§ **Cosa produrre**
Puoi proseguire il testo sui target di Aichi riportato più avanti, riprendendo subito dopo la sua ultima frase?

§ **Testo fornito**
Certo non vi suonerà nuova la notizia che i governi e i paesi che hanno aderito alla Cdb non stanno facendo abbastanza per rallentare il tasso di perdita di habitat, ridurre l’inquinamento e fermare lo sfruttamento incontrollato delle risorse presenti nei mari e negli oceani. A quasi metà percorso dalla scadenza degli obiettivi (2011-2020) fissati in Giappone nel 2010 durante la decima conferenza della Cdb, la realtà sembra essere più dura del previsto. Dei 56 punti accettati dai paesi che hanno ratificato il Protocollo (noti come target di Aichi), solo cinque potrebbero essere rispettati, mentre 33 hanno fatto registrare progressi non sufficienti per onorare la scadenza del 2020.

Record estratti da un dataset:
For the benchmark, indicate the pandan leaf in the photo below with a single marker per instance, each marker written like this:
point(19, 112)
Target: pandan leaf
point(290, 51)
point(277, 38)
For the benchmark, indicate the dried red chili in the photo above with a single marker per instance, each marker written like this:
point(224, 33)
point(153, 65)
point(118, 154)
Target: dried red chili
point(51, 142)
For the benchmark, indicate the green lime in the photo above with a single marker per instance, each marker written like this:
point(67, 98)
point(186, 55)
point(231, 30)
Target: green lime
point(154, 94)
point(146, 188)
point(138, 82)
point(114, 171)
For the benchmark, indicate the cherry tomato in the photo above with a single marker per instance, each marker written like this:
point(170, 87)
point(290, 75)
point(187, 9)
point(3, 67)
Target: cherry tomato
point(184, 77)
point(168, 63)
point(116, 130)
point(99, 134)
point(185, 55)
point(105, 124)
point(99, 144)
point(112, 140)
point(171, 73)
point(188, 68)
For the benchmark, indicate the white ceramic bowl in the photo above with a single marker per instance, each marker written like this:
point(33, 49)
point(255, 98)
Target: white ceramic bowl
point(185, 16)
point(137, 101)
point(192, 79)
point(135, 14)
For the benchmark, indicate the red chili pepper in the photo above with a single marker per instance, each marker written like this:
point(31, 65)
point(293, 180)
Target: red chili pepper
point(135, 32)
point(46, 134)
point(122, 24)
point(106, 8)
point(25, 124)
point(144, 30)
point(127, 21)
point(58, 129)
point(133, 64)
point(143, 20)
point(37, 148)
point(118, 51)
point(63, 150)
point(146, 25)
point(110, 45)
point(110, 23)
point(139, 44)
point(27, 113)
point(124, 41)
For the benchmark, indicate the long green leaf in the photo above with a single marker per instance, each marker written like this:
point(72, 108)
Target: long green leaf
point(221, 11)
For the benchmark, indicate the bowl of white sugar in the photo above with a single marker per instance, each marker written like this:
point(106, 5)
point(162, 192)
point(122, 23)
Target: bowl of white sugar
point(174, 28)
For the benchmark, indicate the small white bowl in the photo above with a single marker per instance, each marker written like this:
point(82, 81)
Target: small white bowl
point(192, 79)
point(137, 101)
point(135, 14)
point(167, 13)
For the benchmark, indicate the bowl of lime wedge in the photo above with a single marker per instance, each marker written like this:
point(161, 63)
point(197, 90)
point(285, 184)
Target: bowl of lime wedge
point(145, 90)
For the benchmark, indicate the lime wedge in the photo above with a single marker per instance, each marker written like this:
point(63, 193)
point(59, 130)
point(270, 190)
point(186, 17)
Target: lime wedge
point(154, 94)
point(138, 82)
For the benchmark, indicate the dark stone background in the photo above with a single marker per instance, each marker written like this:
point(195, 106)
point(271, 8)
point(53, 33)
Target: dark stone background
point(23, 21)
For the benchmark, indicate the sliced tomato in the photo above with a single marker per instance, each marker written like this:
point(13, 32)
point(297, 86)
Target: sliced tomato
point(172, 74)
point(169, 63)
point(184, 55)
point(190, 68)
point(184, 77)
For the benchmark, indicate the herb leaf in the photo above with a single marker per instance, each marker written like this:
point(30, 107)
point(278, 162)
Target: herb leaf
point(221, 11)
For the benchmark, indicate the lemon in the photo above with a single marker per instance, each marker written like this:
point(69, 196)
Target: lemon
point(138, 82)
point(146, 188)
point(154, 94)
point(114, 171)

§ **Risposta al compito**
Il rapporto è chiaro: “il rischio medio di estinzione di uccelli, mammiferi, anfibi e coralli non ha mostrato segnali di riduzione” mentre “il tasso di deforestazione, seppur in leggero calo, continua ad essere allarmante”. Il segretario esecutivo della Convenzione, Braulio Ferreira de Souza Dias conferma la preoccupazione sul fatto che gli stati non stiano facendo abbastanza: “Tutti gli indicatori suggeriscono che lo stato della biodiversità è in continuo peggioramento e ha bisogno di interventi urgenti”. Il Living planet report 2014 del Wwf contiene un dato che ha sconvolto biologi ed esperti in tutto il mondo: la fauna selvatica ha perso più di metà della sua ricchezza tra il 1970 e il 2010 a causa di inquinamento e distruzione degli habitat naturali. Un dato molto più alto, e quindi grave, di quanto si pensasse finora.
Ma non sono certo questi argomenti interessanti quanto le tette di qualche conduttrice televisiva vero?